Texte.
%%

Voici plus de quarante ans, de Taj Mahal à Eric Bibb, que se lèvent de jeunes générations de bluesmen cultivés, souvent passés par l’université et l’ethnomusicologie, en tout cas très informés sur l’histoire du peuple noir, conscient de ses racines africaines mais aussi des échanges qu’elle a connus avec les folklores blancs du continent nord-américain, et curieux des musiques du monde. Il en résulte un blues parfois désincarné, exagérément clean, quasi folkloriste… un rien bobo ? Otis Taylor est un homme de ces nouvelles générations “éclairées” mais il échappe à ce folklorisme avec une art d’une intensité inouïe. Quelques accords sur sa guitare-banjo électrique avec ces gestes qui traversèrent l’Atlantique voici quelques siècles des luths d’Afrique de l’Ouest au banjo cinq cordes, quelques brefs aboiements, un batteur à la polyrythmie funk, un bassiste aux gestes minimaux s’accordant à cette marche inexorable qu’il semble entreprendre sur place et qui fera dire à mes côtés lors du rappel : « Mais combien de kilomètres a-t-il bien pu parcourir ? ». À cette pulsation lourde, élastique et velue, la frêle et énergique Anne Harris se désosse dans la tradition de cette art chorégraphique un peu suranné que la chorégraphe noire Katherine Dunham “ramena” des Caraïbes et dont elle tenta d’imposer le “classicisme” noir en réplique à la tradition chorégraphique classique blanche. On s’en moquerait presque, puis l’on s’en réjouit comme d’une sorte d’animation dessinée qui viendrait se superposer comme par distanciation au film noir et blanc qu’on nous projette, tout comme son violon projette sur le son massif du quartette le bourdonnement de son violon, certes enraciné comme ses comparses dans le Delta du Mississippi tout en soulignant ce qu’il doit à l’art musical des plantations (où les Noirs étaient préposés à faire danser les propriétaires blancs) et, en amont, aux traditions folk
lorique des Iles britanniques.

%%

Entrées de données enregistrées

%%

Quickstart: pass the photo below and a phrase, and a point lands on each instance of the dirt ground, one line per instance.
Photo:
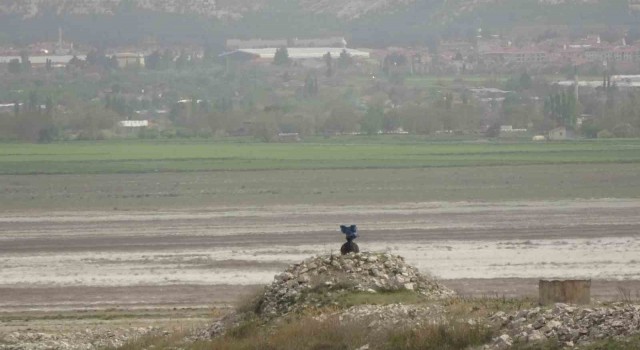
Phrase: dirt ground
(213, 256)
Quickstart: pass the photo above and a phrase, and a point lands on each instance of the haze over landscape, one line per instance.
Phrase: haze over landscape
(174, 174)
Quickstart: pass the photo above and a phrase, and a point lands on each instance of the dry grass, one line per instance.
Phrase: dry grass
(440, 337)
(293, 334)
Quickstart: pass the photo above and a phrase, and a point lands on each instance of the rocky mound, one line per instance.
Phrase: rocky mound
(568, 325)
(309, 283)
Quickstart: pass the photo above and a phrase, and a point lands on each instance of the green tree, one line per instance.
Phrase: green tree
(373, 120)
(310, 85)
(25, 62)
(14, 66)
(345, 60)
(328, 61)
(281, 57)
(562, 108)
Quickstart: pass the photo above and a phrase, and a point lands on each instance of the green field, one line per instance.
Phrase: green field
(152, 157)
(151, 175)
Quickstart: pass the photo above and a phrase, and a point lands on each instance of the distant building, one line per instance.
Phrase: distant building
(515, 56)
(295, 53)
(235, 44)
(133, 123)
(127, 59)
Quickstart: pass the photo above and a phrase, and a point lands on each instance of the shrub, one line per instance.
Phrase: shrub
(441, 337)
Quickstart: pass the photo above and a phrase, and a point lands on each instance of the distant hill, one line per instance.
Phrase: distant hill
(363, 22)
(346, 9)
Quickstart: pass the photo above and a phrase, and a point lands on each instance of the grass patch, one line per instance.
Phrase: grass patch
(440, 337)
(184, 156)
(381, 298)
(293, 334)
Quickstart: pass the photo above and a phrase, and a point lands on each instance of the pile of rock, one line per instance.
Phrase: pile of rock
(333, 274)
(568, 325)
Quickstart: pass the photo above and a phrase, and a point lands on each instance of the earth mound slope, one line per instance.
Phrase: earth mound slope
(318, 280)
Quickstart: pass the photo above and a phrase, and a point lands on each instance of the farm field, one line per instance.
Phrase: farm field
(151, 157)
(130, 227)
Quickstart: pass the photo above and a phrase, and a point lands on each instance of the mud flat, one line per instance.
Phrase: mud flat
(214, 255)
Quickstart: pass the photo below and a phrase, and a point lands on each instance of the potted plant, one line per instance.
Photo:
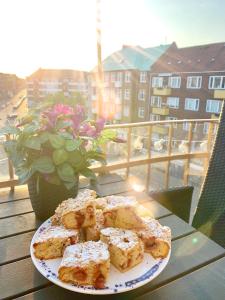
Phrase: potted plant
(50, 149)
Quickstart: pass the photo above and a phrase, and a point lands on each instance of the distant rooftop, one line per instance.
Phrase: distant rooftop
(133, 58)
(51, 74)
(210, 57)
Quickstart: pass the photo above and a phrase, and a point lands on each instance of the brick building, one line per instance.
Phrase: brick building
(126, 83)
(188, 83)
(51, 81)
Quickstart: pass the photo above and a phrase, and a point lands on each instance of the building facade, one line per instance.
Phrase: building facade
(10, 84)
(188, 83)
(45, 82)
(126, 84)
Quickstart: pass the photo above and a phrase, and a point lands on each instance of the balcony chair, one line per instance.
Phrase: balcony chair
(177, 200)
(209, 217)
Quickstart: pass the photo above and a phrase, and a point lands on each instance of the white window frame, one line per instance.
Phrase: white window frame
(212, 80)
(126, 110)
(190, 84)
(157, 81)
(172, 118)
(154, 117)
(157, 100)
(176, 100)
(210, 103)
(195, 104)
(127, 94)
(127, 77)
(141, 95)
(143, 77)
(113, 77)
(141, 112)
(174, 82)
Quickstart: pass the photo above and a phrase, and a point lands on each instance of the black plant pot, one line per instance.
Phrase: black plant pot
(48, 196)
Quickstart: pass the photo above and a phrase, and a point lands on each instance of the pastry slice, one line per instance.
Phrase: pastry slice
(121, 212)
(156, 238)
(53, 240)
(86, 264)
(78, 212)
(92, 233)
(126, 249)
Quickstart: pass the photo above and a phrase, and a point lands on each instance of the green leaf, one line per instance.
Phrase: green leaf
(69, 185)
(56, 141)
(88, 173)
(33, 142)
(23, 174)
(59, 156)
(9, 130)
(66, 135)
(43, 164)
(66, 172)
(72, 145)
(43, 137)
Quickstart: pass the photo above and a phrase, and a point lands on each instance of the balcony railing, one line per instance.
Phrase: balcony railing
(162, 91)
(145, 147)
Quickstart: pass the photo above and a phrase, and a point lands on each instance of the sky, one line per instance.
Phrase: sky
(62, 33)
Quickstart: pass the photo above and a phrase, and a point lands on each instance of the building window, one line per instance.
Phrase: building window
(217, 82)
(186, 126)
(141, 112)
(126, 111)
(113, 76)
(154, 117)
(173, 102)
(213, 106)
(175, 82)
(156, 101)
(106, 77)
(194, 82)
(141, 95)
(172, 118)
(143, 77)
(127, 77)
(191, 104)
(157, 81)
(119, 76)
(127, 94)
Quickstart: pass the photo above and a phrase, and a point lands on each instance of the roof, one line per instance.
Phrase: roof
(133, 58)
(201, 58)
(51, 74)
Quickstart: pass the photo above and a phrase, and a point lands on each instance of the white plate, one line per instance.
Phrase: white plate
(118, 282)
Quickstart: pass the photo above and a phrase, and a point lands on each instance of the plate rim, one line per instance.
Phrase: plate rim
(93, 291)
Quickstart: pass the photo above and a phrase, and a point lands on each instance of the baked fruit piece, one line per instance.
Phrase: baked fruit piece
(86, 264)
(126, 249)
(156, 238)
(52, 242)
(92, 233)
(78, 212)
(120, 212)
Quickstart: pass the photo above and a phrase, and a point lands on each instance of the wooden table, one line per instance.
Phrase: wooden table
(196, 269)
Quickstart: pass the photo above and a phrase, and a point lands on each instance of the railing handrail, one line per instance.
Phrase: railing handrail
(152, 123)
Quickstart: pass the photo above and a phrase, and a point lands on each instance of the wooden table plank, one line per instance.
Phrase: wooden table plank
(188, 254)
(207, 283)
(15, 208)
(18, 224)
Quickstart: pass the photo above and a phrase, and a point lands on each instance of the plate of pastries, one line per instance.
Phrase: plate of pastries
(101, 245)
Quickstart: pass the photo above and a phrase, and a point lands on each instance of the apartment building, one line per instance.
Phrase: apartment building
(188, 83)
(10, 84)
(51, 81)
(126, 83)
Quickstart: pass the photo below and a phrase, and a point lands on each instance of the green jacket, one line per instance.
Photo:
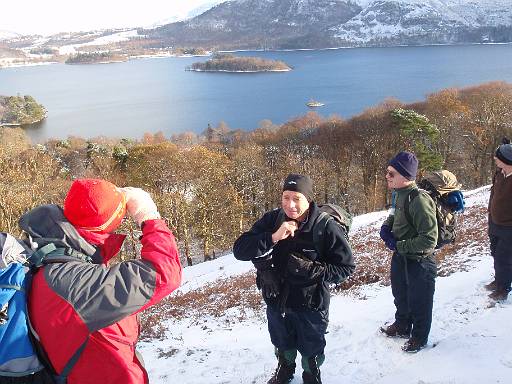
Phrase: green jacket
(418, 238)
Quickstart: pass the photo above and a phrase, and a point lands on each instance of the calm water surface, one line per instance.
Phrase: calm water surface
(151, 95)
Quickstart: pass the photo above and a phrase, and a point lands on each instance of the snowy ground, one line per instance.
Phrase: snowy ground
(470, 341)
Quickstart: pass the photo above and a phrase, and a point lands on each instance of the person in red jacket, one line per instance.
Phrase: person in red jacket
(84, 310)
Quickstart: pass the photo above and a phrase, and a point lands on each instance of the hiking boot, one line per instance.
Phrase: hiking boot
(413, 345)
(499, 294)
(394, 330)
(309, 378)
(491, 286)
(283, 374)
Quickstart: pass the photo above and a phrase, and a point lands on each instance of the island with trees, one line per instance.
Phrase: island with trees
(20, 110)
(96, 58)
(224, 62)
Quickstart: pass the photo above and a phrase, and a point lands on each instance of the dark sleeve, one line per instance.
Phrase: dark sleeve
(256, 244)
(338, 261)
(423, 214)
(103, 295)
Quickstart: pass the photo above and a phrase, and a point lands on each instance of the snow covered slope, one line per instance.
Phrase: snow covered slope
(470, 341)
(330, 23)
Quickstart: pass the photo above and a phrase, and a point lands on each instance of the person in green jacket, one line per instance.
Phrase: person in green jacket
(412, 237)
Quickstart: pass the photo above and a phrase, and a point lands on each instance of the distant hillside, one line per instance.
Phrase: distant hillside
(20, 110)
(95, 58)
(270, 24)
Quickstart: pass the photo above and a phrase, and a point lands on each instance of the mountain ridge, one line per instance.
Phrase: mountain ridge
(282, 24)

%%
%%

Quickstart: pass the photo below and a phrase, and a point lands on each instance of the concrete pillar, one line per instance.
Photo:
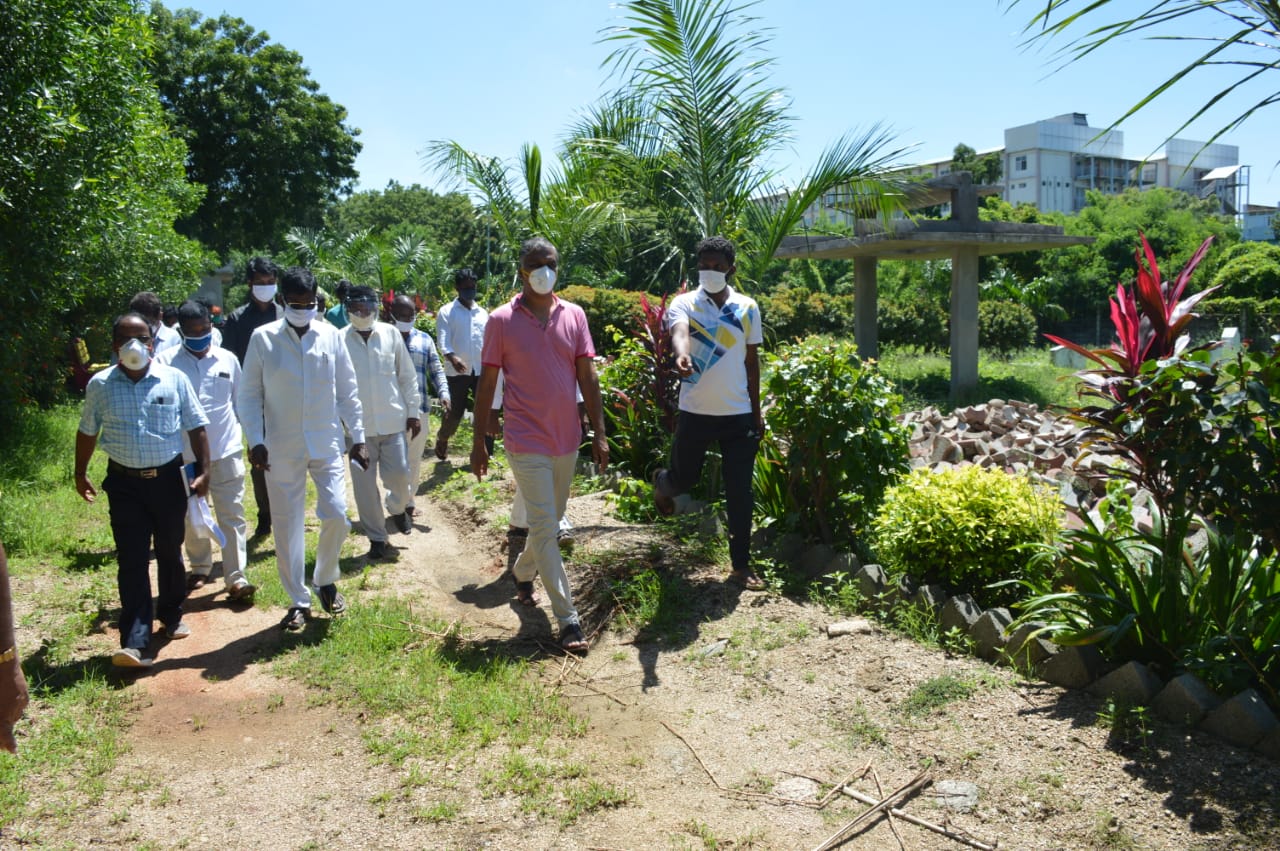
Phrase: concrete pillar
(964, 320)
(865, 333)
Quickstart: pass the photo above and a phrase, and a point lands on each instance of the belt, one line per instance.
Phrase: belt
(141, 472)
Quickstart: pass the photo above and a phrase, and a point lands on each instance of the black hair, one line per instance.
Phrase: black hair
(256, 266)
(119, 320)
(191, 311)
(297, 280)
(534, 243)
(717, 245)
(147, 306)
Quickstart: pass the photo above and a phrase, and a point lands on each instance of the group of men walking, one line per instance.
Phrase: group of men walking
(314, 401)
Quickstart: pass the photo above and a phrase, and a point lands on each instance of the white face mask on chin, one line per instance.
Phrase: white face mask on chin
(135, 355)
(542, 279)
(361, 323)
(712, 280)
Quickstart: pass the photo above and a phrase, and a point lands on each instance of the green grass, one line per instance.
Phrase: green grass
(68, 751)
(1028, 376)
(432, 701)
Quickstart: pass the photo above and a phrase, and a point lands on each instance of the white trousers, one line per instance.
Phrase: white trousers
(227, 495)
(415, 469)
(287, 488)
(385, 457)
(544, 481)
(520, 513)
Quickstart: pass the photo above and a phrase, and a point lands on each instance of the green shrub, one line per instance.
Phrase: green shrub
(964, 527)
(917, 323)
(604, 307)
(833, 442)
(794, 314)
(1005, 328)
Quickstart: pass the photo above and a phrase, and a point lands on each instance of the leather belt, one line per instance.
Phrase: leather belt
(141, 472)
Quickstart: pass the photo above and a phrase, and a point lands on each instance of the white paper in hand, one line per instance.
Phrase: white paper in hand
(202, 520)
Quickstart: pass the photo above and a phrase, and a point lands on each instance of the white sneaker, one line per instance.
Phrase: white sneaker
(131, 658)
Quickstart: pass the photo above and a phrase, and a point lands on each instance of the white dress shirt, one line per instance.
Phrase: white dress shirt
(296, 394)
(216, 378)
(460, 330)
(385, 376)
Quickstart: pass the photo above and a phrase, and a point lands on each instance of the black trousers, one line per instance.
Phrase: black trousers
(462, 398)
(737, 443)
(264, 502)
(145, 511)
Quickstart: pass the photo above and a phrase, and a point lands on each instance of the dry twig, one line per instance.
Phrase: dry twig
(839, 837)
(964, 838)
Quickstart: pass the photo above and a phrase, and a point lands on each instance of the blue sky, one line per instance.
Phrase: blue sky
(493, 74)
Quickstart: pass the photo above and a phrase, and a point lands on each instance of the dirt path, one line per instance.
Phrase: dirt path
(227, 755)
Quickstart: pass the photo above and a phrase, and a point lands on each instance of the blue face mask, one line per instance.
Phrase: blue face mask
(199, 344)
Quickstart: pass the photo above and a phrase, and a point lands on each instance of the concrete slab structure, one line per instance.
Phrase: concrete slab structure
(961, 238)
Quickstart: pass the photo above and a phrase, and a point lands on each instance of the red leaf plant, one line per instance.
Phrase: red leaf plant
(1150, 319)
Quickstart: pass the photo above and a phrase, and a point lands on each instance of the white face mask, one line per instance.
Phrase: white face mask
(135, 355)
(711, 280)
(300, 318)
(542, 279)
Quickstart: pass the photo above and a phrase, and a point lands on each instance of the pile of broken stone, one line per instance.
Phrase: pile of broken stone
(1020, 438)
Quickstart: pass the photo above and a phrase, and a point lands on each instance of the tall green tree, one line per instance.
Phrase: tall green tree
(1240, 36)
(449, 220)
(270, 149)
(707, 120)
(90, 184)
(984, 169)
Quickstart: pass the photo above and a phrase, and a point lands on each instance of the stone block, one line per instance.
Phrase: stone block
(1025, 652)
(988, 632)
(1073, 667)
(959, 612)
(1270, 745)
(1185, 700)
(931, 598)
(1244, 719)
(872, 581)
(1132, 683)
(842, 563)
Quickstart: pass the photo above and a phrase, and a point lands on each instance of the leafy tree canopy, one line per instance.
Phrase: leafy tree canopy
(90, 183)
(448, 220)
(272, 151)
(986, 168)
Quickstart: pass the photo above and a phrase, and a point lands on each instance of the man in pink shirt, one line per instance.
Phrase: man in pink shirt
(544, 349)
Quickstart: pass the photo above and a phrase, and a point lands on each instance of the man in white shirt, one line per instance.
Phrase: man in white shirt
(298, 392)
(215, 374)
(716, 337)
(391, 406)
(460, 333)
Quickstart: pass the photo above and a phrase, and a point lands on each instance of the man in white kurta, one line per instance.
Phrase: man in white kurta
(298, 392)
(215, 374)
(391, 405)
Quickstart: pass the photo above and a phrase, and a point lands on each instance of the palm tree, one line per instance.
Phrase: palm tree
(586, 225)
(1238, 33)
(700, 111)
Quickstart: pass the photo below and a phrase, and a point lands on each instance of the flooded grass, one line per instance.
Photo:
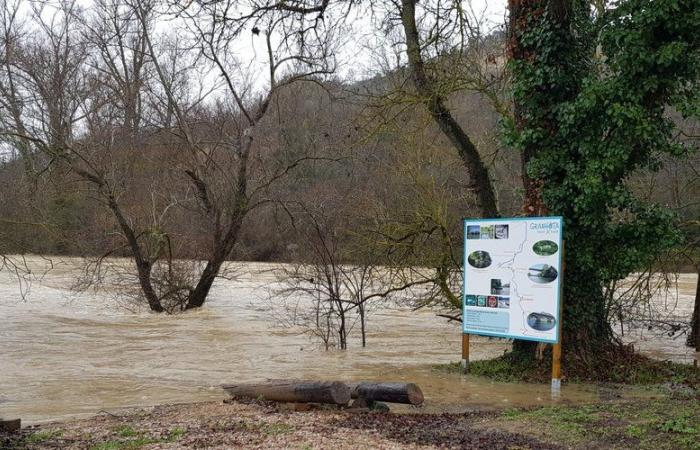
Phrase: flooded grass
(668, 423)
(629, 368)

%%

Consigne.
Répondez à ces questions sur le texte consacré à Otis Taylor :
(a) Quels deux musiciens le texte cite-t-il pour situer l'apparition des nouvelles générations de bluesmen cultivés ?
(b) De quel instrument Otis Taylor joue-t-il ?
(c) D'où la chorégraphe Katherine Dunham a-t-elle « ramené » la tradition chorégraphique dont s'inspire Anne Harris ?

Corrigé.
(a) Taj Mahal et Eric Bibb.
(b) D'une guitare-banjo électrique.
(c) Des Caraïbes.